### Aufgabenstellung
Gib den Abschnitt des Textes über das Fresko in Rorschach erneut wieder, der mit den Worten „Für den Neubau“ beginnt und mit „diese Richtung erfolgt.“ endet. Tausche darin „Neubau“ gegen „Ersatzbau“ aus.

Für den Neubau des Hauses Navan an der Hauptstrasse 15 in Rorschach war vorgesehen, das 1962 entstandene Fresko des Künstlers Ferdinand Gehr zu erhalten und es im Neubau wieder zu platzieren. Die erste Etappe konnte nun erfolgreich beendet werden. Was mit dem Fresko des Ostschweizer Künstlers bei einem Neubau geschehen würde, war eine der häufigsten Fragen der Kirchbürgerschaft im Zusammenhang mit der Errichtung des Hauses Navan. Der Kirchenverwaltungsrat versprach, den Erhalt des Kunstwerkes, wenn immer möglich, zu erwirken. Mit der nun erfolgten Entnahme des Bildes ist ein erster grosser Schritt in diese Richtung erfolgt.

### Datenauszüge
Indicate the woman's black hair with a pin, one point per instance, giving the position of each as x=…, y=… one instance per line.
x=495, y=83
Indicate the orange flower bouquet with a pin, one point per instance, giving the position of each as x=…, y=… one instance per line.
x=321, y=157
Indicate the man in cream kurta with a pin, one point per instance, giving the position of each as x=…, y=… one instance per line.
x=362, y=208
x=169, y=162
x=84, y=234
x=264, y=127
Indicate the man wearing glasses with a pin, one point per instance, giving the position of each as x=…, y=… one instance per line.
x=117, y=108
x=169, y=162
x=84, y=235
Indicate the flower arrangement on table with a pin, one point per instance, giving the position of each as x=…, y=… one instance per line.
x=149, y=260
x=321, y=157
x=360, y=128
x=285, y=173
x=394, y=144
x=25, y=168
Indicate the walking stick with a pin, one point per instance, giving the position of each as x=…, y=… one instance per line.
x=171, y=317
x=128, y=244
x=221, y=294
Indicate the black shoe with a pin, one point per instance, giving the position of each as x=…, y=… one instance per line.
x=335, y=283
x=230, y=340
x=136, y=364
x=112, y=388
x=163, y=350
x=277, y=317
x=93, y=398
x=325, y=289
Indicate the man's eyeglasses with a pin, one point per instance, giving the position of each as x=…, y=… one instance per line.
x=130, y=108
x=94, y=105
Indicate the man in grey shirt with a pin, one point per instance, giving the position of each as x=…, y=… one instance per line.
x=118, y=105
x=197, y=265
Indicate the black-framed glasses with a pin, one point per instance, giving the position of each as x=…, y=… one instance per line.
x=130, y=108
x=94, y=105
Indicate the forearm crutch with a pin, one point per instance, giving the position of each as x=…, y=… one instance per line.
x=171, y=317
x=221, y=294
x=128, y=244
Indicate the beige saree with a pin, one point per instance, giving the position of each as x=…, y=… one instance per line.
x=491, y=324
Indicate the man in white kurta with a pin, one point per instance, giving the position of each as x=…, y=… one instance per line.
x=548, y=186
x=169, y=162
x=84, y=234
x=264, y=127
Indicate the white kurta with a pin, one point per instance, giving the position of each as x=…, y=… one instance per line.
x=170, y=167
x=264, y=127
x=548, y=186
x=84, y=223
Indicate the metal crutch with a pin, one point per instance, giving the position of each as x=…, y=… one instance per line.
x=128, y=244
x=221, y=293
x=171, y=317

### Lösung
Für den Ersatzbau des Hauses Navan an der Hauptstrasse 15 in Rorschach war vorgesehen, das 1962 entstandene Fresko des Künstlers Ferdinand Gehr zu erhalten und es im Ersatzbau wieder zu platzieren. Die erste Etappe konnte nun erfolgreich beendet werden. Was mit dem Fresko des Ostschweizer Künstlers bei einem Ersatzbau geschehen würde, war eine der häufigsten Fragen der Kirchbürgerschaft im Zusammenhang mit der Errichtung des Hauses Navan. Der Kirchenverwaltungsrat versprach, den Erhalt des Kunstwerkes, wenn immer möglich, zu erwirken. Mit der nun erfolgten Entnahme des Bildes ist ein erster grosser Schritt in diese Richtung erfolgt.